WHAT THE TASK ASKS - From the data below, copy each line that includes the word "lapel".

RECORDS FOR THE EXERCISE -

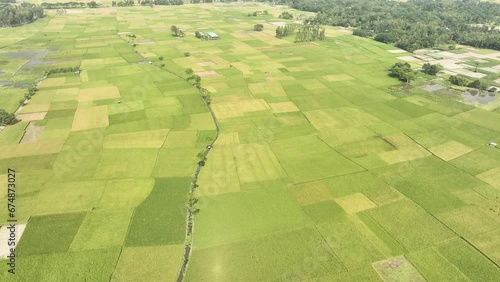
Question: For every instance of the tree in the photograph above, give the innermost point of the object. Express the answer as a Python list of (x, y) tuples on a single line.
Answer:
[(403, 72), (322, 34), (458, 80), (286, 16), (475, 84), (7, 118), (478, 85), (431, 69), (174, 30)]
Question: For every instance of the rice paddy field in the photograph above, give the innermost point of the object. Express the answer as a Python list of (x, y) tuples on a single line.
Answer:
[(323, 170)]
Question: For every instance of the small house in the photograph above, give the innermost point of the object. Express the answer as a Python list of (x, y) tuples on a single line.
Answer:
[(212, 36)]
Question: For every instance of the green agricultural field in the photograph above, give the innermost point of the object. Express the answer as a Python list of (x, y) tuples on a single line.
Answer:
[(324, 167)]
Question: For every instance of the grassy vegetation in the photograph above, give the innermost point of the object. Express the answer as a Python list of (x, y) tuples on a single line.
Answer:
[(325, 169)]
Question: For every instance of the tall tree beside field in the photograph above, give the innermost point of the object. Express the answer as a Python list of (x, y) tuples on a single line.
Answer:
[(7, 118), (403, 72), (412, 25), (174, 30), (432, 69), (15, 15)]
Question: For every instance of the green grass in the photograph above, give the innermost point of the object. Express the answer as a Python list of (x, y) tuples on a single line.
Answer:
[(280, 256), (322, 160), (246, 215), (349, 244), (94, 265), (410, 225), (434, 267), (49, 234), (155, 262), (322, 168), (468, 260), (102, 229), (160, 219)]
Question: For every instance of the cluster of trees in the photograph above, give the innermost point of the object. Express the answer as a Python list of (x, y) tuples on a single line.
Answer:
[(192, 77), (258, 13), (159, 2), (414, 24), (177, 32), (61, 70), (124, 3), (432, 69), (31, 91), (15, 15), (303, 33), (284, 31), (403, 72), (458, 80), (258, 27), (7, 118), (462, 81), (68, 5), (309, 32), (286, 16)]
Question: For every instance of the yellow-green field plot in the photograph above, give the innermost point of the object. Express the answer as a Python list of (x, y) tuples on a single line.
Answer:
[(90, 118), (98, 93), (325, 168)]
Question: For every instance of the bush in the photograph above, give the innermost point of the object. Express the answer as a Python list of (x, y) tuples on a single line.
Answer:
[(62, 70), (458, 80), (431, 69), (7, 118), (478, 85)]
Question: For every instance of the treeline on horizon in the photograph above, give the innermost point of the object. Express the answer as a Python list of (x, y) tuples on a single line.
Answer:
[(15, 15), (68, 5), (413, 24)]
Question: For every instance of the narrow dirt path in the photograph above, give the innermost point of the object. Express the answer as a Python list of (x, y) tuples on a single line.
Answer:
[(199, 166)]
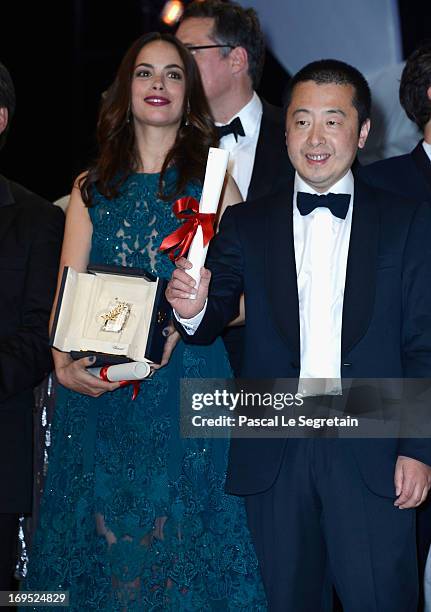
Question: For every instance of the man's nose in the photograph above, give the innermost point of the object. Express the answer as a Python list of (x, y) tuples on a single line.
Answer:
[(316, 136)]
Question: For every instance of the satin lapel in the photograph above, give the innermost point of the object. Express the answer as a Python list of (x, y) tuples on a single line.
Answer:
[(361, 267), (423, 164), (7, 208), (280, 268)]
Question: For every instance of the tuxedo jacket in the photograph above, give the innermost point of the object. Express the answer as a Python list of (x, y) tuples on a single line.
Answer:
[(271, 163), (408, 175), (31, 232), (272, 168), (386, 322)]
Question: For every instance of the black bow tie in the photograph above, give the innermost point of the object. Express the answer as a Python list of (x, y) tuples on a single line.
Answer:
[(338, 203), (234, 127)]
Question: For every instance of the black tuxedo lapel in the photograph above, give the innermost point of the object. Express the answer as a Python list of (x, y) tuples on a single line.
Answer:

PROBLEM SOLUTION -
Question: For every instance of the satin lapel in the photograph above, give the innermost point of the object. Express the answer as a Python list of (x, y) tuples on a single line.
Question: For every instance of the black tuxedo lapel in the photograph above, give the innermost point of the object. Express the answer as a Python list of (x, y) tuples on a single line.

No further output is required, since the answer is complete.